• **EXERCISE REQUIREMENTS**:
[a] In the press release on the EEOC lawsuit, what did the applicant's chest x-ray confirm?
[b] Give again, word for word, the part of the press release on the EEOC lawsuit that begins at the words "M&R Consulting’s human" and ends after the words "applicant as disabled.".
[c] Carry on the press release on the EEOC lawsuit from the point where it stops.

ADA Violation Exists on the Belief an Employee has a Disability

ADA Violation Exists on the Belief an Employee has a Disability


BALTIMORE – M&R Consulting, LLC, a Towson, Md,-based home care agency doing business as Home Instead Senior Care, violated federal law when it rescinded a job offer because it regarded an applicant as having tuberculosis, the U.S. Equal Employment Opportunity Commission (EEOC), charged in a lawsuit it announced today.

The EEOC said that M&R Consulting conditionally hired a qualified applicant for a caregiving position in Towson, subject to her passing pre-employment requirements, including a skin test for tuberculosis. The applicant, who had prior caregiving experience, tested positive for tuberculosis on the purified protein derivative skin test.  However, that skin test only shows that someone has been exposed to tuberculosis bacteria and not whether the person has latent tuberculosis or has progressed to active tuberculosis disease.  Prior to this test, the applicant had never tested positive for tuberculosis and had no symptoms of the disease, EEOC charges.

M&R Consulting’s human resources coordinator told the applicant to submit to a chest x-ray for tuberculosis. The applicant emailed M&R Consulting the x-ray, which confirmed that she did not have tuberculosis. According to the suit, M&R Consulting emailed the applicant that, “any positive results are not accepted whether latent or otherwise” and wrongfully rescinded the job offer because it perceived the applicant as disabled.

Such alleged conduct violates the Americans with Disabilities Act (ADA), which prohibits discrimination because an employer believes someone has a disability, even if she does not have such an impairment. The EEOC filed suit (EEOC v. M&R Consulting, LLC, Civil Action No. 1:18-cv-01638-ELH) in U.S. District Court for the District of Maryland, Northern Division, after first attempting to reach a voluntary, pre-litigation settlement through its conciliation process.

• **EXTRACTED ENTRIES**:

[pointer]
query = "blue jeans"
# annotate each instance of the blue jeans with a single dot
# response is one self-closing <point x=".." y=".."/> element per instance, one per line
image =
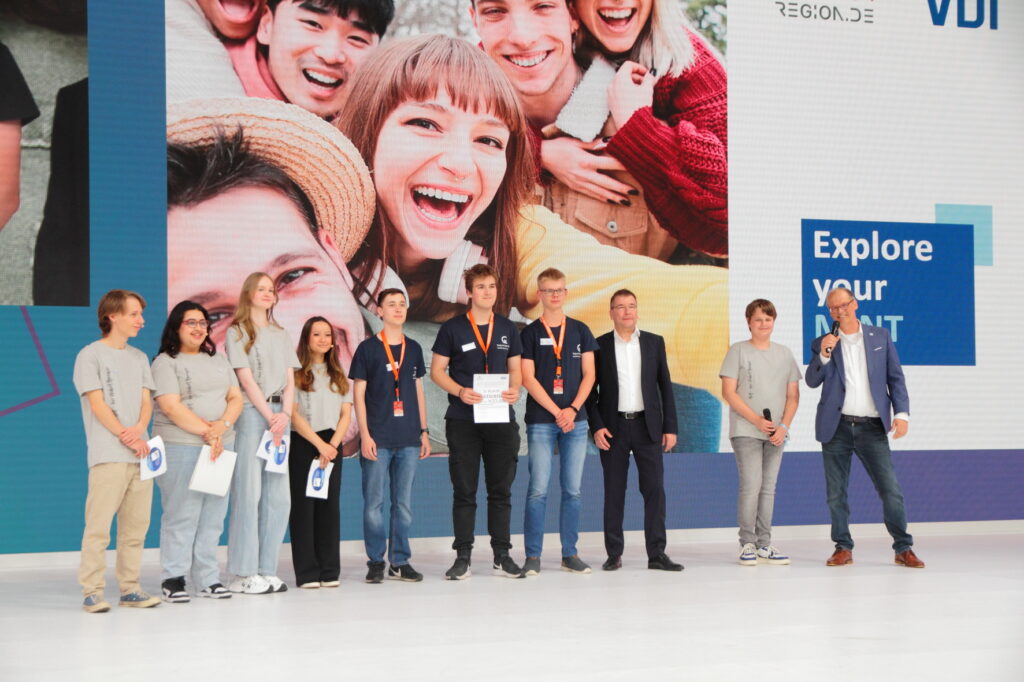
<point x="260" y="502"/>
<point x="871" y="444"/>
<point x="190" y="526"/>
<point x="541" y="439"/>
<point x="398" y="464"/>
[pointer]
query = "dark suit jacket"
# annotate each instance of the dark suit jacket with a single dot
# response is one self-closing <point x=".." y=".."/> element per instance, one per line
<point x="885" y="376"/>
<point x="659" y="406"/>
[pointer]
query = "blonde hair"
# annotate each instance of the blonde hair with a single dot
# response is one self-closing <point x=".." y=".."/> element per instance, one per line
<point x="664" y="42"/>
<point x="243" y="321"/>
<point x="417" y="69"/>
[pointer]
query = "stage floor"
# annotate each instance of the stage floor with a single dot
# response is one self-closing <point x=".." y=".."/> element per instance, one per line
<point x="960" y="619"/>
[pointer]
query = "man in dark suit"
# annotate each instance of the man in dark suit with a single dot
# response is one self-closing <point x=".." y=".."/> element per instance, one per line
<point x="632" y="410"/>
<point x="862" y="384"/>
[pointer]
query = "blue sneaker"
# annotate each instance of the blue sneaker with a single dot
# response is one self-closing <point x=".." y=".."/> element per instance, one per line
<point x="138" y="600"/>
<point x="771" y="555"/>
<point x="95" y="603"/>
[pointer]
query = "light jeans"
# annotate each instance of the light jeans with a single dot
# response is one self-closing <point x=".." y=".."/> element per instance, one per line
<point x="190" y="526"/>
<point x="398" y="465"/>
<point x="758" y="462"/>
<point x="115" y="487"/>
<point x="541" y="440"/>
<point x="260" y="503"/>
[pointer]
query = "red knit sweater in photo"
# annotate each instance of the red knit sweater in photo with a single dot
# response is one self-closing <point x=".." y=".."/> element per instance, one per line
<point x="677" y="151"/>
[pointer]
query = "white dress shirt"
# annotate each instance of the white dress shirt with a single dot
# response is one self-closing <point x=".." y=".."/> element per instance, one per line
<point x="858" y="401"/>
<point x="628" y="365"/>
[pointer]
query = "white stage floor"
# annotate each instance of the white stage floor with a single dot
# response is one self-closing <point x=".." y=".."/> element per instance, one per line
<point x="960" y="619"/>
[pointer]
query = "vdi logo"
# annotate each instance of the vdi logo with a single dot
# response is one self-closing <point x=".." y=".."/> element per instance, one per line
<point x="940" y="9"/>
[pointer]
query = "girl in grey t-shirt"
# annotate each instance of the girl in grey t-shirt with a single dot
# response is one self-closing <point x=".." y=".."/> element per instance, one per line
<point x="760" y="381"/>
<point x="198" y="402"/>
<point x="263" y="357"/>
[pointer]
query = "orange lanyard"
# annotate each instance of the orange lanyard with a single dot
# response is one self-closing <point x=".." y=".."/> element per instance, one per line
<point x="395" y="367"/>
<point x="479" y="339"/>
<point x="556" y="346"/>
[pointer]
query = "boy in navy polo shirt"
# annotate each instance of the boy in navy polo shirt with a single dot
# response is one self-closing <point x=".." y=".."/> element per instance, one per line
<point x="388" y="373"/>
<point x="479" y="342"/>
<point x="558" y="373"/>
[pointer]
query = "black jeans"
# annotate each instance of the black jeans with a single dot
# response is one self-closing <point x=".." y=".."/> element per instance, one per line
<point x="498" y="445"/>
<point x="314" y="523"/>
<point x="631" y="435"/>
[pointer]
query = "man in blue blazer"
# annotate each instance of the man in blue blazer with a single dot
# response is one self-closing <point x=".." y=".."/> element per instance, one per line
<point x="631" y="410"/>
<point x="862" y="384"/>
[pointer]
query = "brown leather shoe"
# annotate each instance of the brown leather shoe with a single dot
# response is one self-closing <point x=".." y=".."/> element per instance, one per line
<point x="840" y="557"/>
<point x="909" y="559"/>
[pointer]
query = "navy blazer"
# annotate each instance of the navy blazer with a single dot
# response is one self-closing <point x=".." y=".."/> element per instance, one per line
<point x="655" y="383"/>
<point x="885" y="376"/>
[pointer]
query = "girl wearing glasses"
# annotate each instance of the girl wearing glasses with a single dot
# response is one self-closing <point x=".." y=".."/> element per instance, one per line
<point x="198" y="400"/>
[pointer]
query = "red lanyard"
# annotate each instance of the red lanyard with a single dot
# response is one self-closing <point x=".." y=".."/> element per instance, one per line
<point x="395" y="367"/>
<point x="556" y="346"/>
<point x="479" y="339"/>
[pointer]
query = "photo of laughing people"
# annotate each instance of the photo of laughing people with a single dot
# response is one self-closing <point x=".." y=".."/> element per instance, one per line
<point x="451" y="135"/>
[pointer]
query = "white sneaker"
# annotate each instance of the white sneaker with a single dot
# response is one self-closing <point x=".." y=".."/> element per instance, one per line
<point x="771" y="555"/>
<point x="250" y="585"/>
<point x="275" y="583"/>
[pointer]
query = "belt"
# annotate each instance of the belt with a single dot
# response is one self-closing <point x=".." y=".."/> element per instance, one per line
<point x="861" y="420"/>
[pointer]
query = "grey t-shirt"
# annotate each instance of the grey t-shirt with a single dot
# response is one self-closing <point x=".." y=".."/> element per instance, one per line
<point x="121" y="374"/>
<point x="202" y="382"/>
<point x="762" y="377"/>
<point x="271" y="355"/>
<point x="322" y="407"/>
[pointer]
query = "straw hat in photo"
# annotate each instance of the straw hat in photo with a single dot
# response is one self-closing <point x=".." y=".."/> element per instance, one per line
<point x="313" y="154"/>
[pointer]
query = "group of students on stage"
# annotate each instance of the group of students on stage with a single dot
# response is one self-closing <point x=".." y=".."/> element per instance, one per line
<point x="265" y="384"/>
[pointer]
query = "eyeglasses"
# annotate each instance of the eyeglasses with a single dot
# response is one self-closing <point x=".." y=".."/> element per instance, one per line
<point x="841" y="307"/>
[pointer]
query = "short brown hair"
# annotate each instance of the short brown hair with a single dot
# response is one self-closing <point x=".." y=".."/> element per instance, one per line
<point x="112" y="303"/>
<point x="762" y="304"/>
<point x="551" y="273"/>
<point x="478" y="271"/>
<point x="621" y="292"/>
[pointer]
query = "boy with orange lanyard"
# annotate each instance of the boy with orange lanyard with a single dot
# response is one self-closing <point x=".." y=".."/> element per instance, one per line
<point x="388" y="372"/>
<point x="479" y="342"/>
<point x="558" y="373"/>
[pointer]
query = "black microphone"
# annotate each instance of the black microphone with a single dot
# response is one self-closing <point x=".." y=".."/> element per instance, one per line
<point x="834" y="332"/>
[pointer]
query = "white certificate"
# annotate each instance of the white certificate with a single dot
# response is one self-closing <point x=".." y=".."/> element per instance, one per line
<point x="155" y="463"/>
<point x="213" y="476"/>
<point x="317" y="479"/>
<point x="493" y="410"/>
<point x="276" y="457"/>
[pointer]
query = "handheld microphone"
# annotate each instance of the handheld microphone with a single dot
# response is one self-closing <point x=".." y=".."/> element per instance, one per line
<point x="834" y="332"/>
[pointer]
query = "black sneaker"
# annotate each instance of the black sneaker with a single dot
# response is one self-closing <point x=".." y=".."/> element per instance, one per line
<point x="506" y="567"/>
<point x="460" y="569"/>
<point x="174" y="590"/>
<point x="404" y="572"/>
<point x="376" y="572"/>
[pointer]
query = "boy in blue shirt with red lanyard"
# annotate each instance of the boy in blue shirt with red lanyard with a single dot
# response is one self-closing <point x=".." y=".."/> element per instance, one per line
<point x="392" y="416"/>
<point x="479" y="342"/>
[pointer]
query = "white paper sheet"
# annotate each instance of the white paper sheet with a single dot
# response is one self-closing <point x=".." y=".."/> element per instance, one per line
<point x="213" y="477"/>
<point x="493" y="410"/>
<point x="155" y="463"/>
<point x="316" y="480"/>
<point x="276" y="458"/>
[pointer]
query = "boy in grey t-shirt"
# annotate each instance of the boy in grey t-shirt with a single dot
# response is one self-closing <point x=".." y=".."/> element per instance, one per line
<point x="114" y="382"/>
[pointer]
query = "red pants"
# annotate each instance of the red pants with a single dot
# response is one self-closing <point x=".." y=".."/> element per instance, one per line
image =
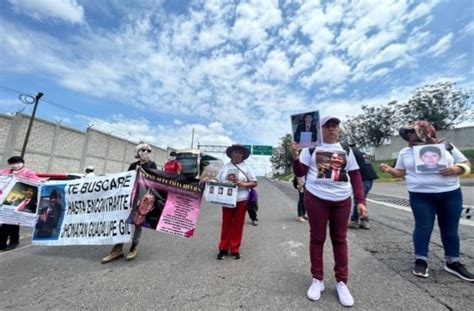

• **TASK ANSWERS**:
[a] It confirmed that she did not have tuberculosis.

[b]
M&R Consulting’s human resources coordinator told the applicant to submit to a chest x-ray for tuberculosis. The applicant emailed M&R Consulting the x-ray, which confirmed that she did not have tuberculosis. According to the suit, M&R Consulting emailed the applicant that, “any positive results are not accepted whether latent or otherwise” and wrongfully rescinded the job offer because it perceived the applicant as disabled.

[c]
EEOC Regional Attorney Debra M. Lawrence said, “The applicant provided an x-ray proving that she did not have active tuberculosis. She was well-qualified for the position but M&R Consulting rescinded the job offer even though she was not a health risk. That’s a violation of the ADA and that’s why we filed this lawsuit.”

“Employers should make hiring decisions based on facts and qualifications, not ill-founded fears or biases about an applicant’s medical condition,” added Jamie R. Williamson, district director of EEOC’s Philadelphia District Office.

Eliminating barriers in recruitment and hiring, especially class-based recruitment and hiring practices that discriminate against racial, ethnic and religious groups, older workers, women, and people with disabilities, is one of six national priorities identified by the EEOC’s Strategic Enforcement Plan (SEP). Addressing emerging and developing issues in equal employment law, including issues involving the ADA, is another SEP priority.